What you return should match the data below exactly, with every entry reproduced.

# # # # # # #

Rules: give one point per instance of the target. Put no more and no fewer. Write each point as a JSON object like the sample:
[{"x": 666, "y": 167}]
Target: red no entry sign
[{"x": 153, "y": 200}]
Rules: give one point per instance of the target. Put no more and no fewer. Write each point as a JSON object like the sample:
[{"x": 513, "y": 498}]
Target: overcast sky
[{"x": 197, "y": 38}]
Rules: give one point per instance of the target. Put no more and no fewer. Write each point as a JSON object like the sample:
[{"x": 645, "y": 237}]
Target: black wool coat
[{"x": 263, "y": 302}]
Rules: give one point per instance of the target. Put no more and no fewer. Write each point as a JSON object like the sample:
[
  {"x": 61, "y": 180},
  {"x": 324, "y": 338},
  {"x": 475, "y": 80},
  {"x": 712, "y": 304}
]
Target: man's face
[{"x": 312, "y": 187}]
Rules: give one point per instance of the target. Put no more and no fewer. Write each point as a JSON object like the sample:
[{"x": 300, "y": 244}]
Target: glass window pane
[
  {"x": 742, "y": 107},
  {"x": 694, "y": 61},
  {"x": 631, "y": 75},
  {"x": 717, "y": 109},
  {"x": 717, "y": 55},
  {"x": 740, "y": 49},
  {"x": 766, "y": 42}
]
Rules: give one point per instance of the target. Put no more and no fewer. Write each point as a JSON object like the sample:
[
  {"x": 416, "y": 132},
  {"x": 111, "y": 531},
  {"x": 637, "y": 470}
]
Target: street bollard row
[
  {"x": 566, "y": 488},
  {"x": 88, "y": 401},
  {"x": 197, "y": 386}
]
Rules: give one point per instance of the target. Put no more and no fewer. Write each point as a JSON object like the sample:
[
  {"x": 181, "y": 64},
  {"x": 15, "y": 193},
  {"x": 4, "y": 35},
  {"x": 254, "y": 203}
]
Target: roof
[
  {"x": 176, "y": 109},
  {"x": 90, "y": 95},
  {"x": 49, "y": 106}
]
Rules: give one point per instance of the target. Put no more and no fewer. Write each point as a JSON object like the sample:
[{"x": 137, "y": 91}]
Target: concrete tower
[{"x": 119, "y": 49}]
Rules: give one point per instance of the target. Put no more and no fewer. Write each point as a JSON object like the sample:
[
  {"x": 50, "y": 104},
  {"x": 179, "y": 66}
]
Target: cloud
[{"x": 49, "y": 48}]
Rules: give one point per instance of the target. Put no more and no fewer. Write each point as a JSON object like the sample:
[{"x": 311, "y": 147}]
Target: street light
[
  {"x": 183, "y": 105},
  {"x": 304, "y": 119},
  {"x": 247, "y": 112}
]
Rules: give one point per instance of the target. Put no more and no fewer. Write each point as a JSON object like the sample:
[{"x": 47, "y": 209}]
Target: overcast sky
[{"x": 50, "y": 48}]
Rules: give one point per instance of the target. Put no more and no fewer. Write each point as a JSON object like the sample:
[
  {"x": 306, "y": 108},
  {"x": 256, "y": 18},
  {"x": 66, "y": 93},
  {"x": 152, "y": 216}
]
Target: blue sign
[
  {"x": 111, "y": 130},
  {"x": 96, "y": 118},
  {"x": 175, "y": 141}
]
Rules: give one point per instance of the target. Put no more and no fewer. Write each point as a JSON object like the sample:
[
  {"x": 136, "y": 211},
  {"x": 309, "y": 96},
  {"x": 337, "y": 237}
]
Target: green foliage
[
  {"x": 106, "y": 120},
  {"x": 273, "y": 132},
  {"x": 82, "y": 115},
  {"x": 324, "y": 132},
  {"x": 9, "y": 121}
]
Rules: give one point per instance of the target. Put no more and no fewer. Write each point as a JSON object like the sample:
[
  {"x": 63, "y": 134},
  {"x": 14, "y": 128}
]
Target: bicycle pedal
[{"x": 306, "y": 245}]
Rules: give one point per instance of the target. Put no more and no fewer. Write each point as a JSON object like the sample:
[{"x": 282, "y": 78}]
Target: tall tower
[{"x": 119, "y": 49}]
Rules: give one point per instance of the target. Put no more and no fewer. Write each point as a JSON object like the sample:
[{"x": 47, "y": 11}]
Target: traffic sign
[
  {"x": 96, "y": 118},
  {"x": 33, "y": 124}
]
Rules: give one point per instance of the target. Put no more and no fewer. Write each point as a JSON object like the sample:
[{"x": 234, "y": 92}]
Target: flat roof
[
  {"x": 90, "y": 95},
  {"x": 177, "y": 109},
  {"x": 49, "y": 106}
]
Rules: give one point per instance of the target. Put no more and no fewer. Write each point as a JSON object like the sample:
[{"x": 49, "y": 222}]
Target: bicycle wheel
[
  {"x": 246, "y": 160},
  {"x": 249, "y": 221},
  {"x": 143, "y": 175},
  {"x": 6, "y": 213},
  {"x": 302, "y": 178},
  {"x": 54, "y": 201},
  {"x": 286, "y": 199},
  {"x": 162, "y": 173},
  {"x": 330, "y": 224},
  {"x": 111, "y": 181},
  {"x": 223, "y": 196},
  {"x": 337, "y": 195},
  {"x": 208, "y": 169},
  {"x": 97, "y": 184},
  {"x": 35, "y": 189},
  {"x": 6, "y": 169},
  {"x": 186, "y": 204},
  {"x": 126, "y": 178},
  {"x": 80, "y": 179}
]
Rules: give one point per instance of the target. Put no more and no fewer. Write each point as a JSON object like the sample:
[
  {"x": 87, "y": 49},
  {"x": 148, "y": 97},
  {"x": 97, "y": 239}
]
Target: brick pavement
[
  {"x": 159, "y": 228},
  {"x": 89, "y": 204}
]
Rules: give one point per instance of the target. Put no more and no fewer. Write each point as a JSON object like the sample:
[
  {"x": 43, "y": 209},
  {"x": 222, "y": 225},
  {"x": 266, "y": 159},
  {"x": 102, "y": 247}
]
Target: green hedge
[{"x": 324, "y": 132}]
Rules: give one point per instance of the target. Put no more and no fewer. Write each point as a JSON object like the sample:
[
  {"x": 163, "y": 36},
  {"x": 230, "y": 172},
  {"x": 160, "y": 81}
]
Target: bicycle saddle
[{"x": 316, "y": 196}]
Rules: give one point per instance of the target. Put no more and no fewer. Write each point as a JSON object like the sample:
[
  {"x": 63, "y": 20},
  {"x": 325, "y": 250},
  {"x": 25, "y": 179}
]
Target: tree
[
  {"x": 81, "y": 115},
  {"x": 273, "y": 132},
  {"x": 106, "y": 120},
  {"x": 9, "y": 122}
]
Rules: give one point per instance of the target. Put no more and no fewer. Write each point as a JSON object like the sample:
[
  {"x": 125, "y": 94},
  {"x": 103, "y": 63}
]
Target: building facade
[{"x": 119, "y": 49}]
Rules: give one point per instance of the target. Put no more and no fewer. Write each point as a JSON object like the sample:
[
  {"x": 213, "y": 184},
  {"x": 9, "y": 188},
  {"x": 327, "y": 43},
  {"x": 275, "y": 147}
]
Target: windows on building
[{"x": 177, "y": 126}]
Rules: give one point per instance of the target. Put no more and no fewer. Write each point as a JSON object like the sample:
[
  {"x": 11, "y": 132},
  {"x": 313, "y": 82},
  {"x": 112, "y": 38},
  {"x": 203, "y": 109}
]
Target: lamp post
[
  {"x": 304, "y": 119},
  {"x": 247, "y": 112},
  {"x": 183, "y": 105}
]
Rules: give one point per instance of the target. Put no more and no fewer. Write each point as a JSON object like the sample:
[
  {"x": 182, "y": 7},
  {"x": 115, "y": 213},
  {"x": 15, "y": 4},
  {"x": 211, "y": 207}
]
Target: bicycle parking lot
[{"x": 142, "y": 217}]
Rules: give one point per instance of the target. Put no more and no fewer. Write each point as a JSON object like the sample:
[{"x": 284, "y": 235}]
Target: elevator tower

# # # # # # #

→ **Task solution**:
Rules: give one point per instance of the target. Put no more and no fewer. Write each point as a JSON object like the sample:
[{"x": 666, "y": 167}]
Target: red no entry sign
[{"x": 153, "y": 200}]
Rules: give one point per instance of the target. Put no more and no fewer. Write each point as a JSON object like the sample:
[{"x": 513, "y": 498}]
Target: overcast sky
[{"x": 197, "y": 38}]
Rules: give one point per instance of the target. Put no more and no fewer. Write each point as a JSON object like the sample:
[{"x": 645, "y": 237}]
Target: black wool coat
[{"x": 263, "y": 302}]
Rules: give one point per instance of the target. Put no more and no fewer. Write each point as a JSON object like the sample:
[
  {"x": 61, "y": 180},
  {"x": 324, "y": 338},
  {"x": 475, "y": 80},
  {"x": 712, "y": 304}
]
Target: man's face
[{"x": 312, "y": 187}]
Rules: give one point per instance of the target. Put no more and no fewer. Write each point as a JSON object like the sample:
[{"x": 300, "y": 244}]
Target: glass window pane
[
  {"x": 742, "y": 107},
  {"x": 694, "y": 61},
  {"x": 631, "y": 75},
  {"x": 717, "y": 109},
  {"x": 717, "y": 55},
  {"x": 740, "y": 49},
  {"x": 766, "y": 42}
]
Rules: give one point per instance of the target. Put no more and no fewer. Write each point as a JSON object like the sample:
[
  {"x": 416, "y": 132},
  {"x": 111, "y": 531},
  {"x": 637, "y": 470}
]
Target: street bollard row
[
  {"x": 566, "y": 488},
  {"x": 88, "y": 401},
  {"x": 197, "y": 386}
]
Rules: give one point per instance of the target. Put no more and no fewer. Write each point as a JSON object like the sample:
[
  {"x": 181, "y": 64},
  {"x": 15, "y": 193},
  {"x": 4, "y": 35},
  {"x": 254, "y": 203}
]
Target: roof
[
  {"x": 176, "y": 109},
  {"x": 90, "y": 95},
  {"x": 49, "y": 106}
]
Rules: give one point per instance of the target. Put no more and no fewer. Write each point as a JSON object like the sample:
[{"x": 137, "y": 91}]
Target: concrete tower
[{"x": 119, "y": 49}]
Rules: give one point per instance of the target. Put no more and no fewer. Write each point as a JSON object like the sample:
[
  {"x": 50, "y": 104},
  {"x": 179, "y": 66}
]
Target: cloud
[{"x": 49, "y": 48}]
Rules: give one point per instance of the target. Put no more and no fewer. Write each point as a JSON object like the sample:
[{"x": 311, "y": 147}]
Target: street light
[
  {"x": 183, "y": 105},
  {"x": 304, "y": 119},
  {"x": 247, "y": 112}
]
Rules: give one point per instance of the target. Put no more and no fewer. Write each point as a JSON object like the sample:
[{"x": 47, "y": 209}]
Target: overcast sky
[{"x": 50, "y": 48}]
Rules: give one point per instance of the target. Put no more and no fewer. Write each point as a JSON object like the sample:
[
  {"x": 306, "y": 108},
  {"x": 256, "y": 18},
  {"x": 66, "y": 93},
  {"x": 152, "y": 216}
]
Target: blue sign
[
  {"x": 111, "y": 130},
  {"x": 96, "y": 118},
  {"x": 175, "y": 141}
]
Rules: give one point per instance of the target. Put no more and no fewer. Write each point as a JSON object like the sample:
[
  {"x": 136, "y": 211},
  {"x": 309, "y": 96},
  {"x": 337, "y": 237}
]
Target: green foliage
[
  {"x": 106, "y": 120},
  {"x": 273, "y": 132},
  {"x": 82, "y": 115},
  {"x": 324, "y": 132},
  {"x": 9, "y": 121}
]
Rules: give one point per instance of the target. Put no more and no fewer. Write each point as a JSON object like the sample:
[
  {"x": 63, "y": 134},
  {"x": 14, "y": 128}
]
Target: bicycle pedal
[{"x": 306, "y": 245}]
Rules: give one point per instance of the target. Put no more and no fewer. Write each point as a JSON object like the sample:
[{"x": 282, "y": 78}]
Target: tall tower
[{"x": 119, "y": 49}]
Rules: give one point per instance of the target. Put no more and no fewer. Write each point as a JSON object like the sample:
[{"x": 47, "y": 11}]
Target: traffic sign
[
  {"x": 96, "y": 118},
  {"x": 33, "y": 124}
]
Rules: give one point per instance of the target. Put no more and no fewer. Write each point as a JSON object like the sample:
[{"x": 234, "y": 92}]
Target: flat roof
[
  {"x": 90, "y": 95},
  {"x": 177, "y": 109},
  {"x": 49, "y": 106}
]
Rules: give one point per instance of the target. Put no more and no fewer. Write each point as a JSON object like the sample:
[{"x": 49, "y": 222}]
Target: bicycle wheel
[
  {"x": 246, "y": 160},
  {"x": 249, "y": 221},
  {"x": 143, "y": 175},
  {"x": 6, "y": 213},
  {"x": 302, "y": 178},
  {"x": 54, "y": 201},
  {"x": 286, "y": 199},
  {"x": 162, "y": 173},
  {"x": 330, "y": 224},
  {"x": 111, "y": 181},
  {"x": 223, "y": 196},
  {"x": 337, "y": 195},
  {"x": 208, "y": 169},
  {"x": 97, "y": 184},
  {"x": 35, "y": 189},
  {"x": 6, "y": 169},
  {"x": 186, "y": 204},
  {"x": 126, "y": 178},
  {"x": 80, "y": 179}
]
Rules: give one point per instance of the target. Put no more and no fewer. Write each point as a JSON object like the sample:
[
  {"x": 87, "y": 49},
  {"x": 148, "y": 97},
  {"x": 97, "y": 239}
]
Target: brick pavement
[
  {"x": 159, "y": 228},
  {"x": 89, "y": 204}
]
Rules: give one point per instance of the target. Put no more and no fewer. Write each point as a JSON object like the sample:
[
  {"x": 43, "y": 209},
  {"x": 222, "y": 225},
  {"x": 266, "y": 159},
  {"x": 102, "y": 247}
]
Target: green hedge
[{"x": 324, "y": 132}]
Rules: give one point per instance of the target. Put no more and no fewer. Write each point as a JSON object like the sample:
[
  {"x": 163, "y": 36},
  {"x": 230, "y": 172},
  {"x": 160, "y": 81}
]
Target: bicycle saddle
[{"x": 316, "y": 196}]
Rules: give one point per instance of the target. Put no more and no fewer. Write each point as a JSON object like the sample:
[
  {"x": 63, "y": 20},
  {"x": 325, "y": 250},
  {"x": 25, "y": 179}
]
Target: tree
[
  {"x": 81, "y": 115},
  {"x": 273, "y": 132},
  {"x": 106, "y": 120},
  {"x": 9, "y": 122}
]
Rules: give one point per instance of the target. Put no more and no fewer. Write each point as a JSON object like the sample:
[
  {"x": 125, "y": 94},
  {"x": 103, "y": 63}
]
Target: building facade
[{"x": 119, "y": 49}]
Rules: give one point per instance of the target. Put no more and no fewer. Write each point as a JSON object like the sample:
[
  {"x": 213, "y": 184},
  {"x": 9, "y": 188},
  {"x": 327, "y": 43},
  {"x": 275, "y": 147}
]
Target: windows on building
[{"x": 177, "y": 126}]
Rules: give one point per instance of the target. Put no more and no fewer. Write each point as a JSON object like the sample:
[
  {"x": 11, "y": 132},
  {"x": 313, "y": 82},
  {"x": 112, "y": 38},
  {"x": 203, "y": 109}
]
Target: lamp post
[
  {"x": 304, "y": 119},
  {"x": 247, "y": 112},
  {"x": 183, "y": 105}
]
Rules: give one point per instance of the target. Put no more and no fewer. Write each point as a JSON object like the sample:
[
  {"x": 182, "y": 7},
  {"x": 115, "y": 213},
  {"x": 15, "y": 4},
  {"x": 211, "y": 207}
]
Target: bicycle parking lot
[{"x": 142, "y": 217}]
Rules: give one point per instance of the target. Put no more and no fewer. Write each point as a JSON object like the sample:
[{"x": 284, "y": 235}]
Target: elevator tower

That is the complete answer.